CONSEGNA -
Rispondi alle seguenti domande usando il testo sull'Edicola.
(a) Quale elemento viene definito predominante all'interno del progetto?
(b) A quale romanzo si ispira in parte l'opera di Carpi, e chi ne è l'autore?
(c) Dove verrà esposta un'opera dello stesso artista, parallelamente a ogni ciclo di mostre?

La luce è un elemento predominante all’interno di questo progetto: lo spazio è fruibile a tutte le ore del giorno e muta di aspetto al mutare dell’illuminazione. I vetri che delimitano l’Edicola costruiscono così un paesaggio di riflessi nel quale sembra s’incontrino le immagini della città che corre con l’esotico paesaggio senza tempo al suo interno. Una declinazione effimera e personale dell’altrove, «inteso – continua Andrea – come spazio metaforico nel quale vengono proiettate le energie primarie che legano l’uomo alla natura originaria». La città appare, così, del tutto inaspettata e teatro per la creazione di una nuova mitologia urbana; l’elaborazione di un linguaggio simbolico legato all’archetipo, che si ripete inevitabilmente e che costituisce la base per la creazione è sintomo dell’evoluzione dell’essere umano e metafora della crescita personale, della sua storia, ma ne costituisce anche un trauma provocato dall’allontanamento dallo stato naturale originario.
«L’opera di Carpi, parzialmente ispirata al romanzo La marcia di Radetzky di Joseph Roth e al saggio Homo Sacer di Giorgio Agamben, racconta così la provvisorietà delle norme definite dalla civiltà degli uomini rispetto alla naturale rigenerazione della vita» rappresentata sfacciatamente da un ramo di rampicante che esce dal recinto dell’Edicola a ricordarci che «la natura va intesa come fondamentale, forza vitale che agisce rinnovando le forme della cultura».
Parallelamente a ogni ciclo di mostre, all’interno del Punto Enel di Via Broletto 44 (tra i sostenitori del progetto) verrà esposta un’opera dello stesso artista presente nell’Edicola con un reciproco rimando tra un luogo e l’altro. La riscrittura della città riguarda, in questo caso, un intero quartiere e incontra l’interesse di Progetto Città Ideale per lo spazio pubblico da interpretare. Fiorella e Stefano spiegano che la centralità del loro progetto è rivolta a portare gli artisti a riflettere, rileggere e ridisegnare la città prediligendo quei luoghi urbani dall’importanza storica ormai dimenticata; l’artista assume un ruolo fondamentale per creare sia una nuova idea di cultura che per creare dei collegamenti diretti con lo spazio urbano, divenendo un vero e proprio lavoratore nella e per la società, che predilige la forma e meno il concetto nello svolgere un’operazione volta a portare ordine tra confusi riferimenti visivi che travolgono la percezione (e il ricordo) della contemporaneità. Durante il periodo del cantiere le memorie del quartiere sono emerse dalle acque dei navigli attraverso il racconto dei milanesi che lì vivono da sempre e che hanno deciso di partecipare spontaneamente alla ristrutturazione della cabina. Racconti che, nella visione dello spazio espositivo, si sono come cristallizzati in questo scrigno magico, l’Edicola, che è al contempo passato presente e futuro.

DATI FORNITI -
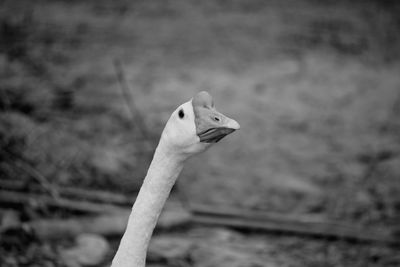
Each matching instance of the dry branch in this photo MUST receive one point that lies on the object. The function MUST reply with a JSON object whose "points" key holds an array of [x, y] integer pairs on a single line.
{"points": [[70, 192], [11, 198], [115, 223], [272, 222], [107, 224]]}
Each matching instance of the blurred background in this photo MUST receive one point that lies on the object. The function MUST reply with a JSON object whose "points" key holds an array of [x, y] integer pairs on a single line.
==
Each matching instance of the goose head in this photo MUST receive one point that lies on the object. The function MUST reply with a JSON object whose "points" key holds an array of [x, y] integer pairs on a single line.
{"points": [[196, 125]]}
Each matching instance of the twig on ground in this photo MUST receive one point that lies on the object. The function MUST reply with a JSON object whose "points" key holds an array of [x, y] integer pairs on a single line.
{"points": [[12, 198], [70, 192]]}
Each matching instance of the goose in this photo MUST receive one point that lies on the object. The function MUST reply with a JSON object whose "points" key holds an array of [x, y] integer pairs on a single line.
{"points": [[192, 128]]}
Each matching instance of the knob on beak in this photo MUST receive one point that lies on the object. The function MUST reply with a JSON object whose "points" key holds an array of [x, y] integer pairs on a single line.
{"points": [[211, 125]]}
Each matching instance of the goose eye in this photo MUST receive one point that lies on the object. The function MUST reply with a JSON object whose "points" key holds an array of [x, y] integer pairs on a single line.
==
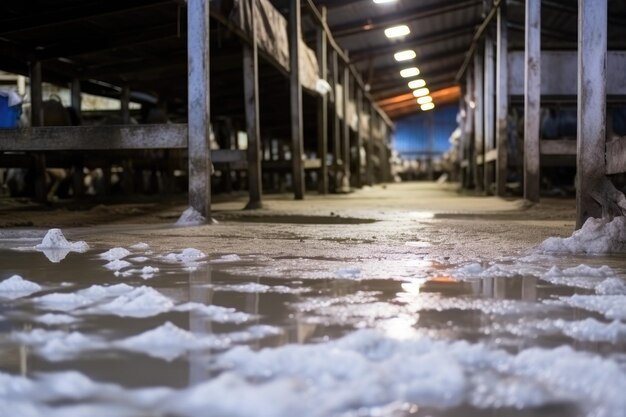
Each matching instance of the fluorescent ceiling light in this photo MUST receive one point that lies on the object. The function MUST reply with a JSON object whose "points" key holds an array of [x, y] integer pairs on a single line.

RISULTATO -
(a) La luce.
(b) La marcia di Radetzky, di Joseph Roth.
(c) All'interno del Punto Enel di Via Broletto 44.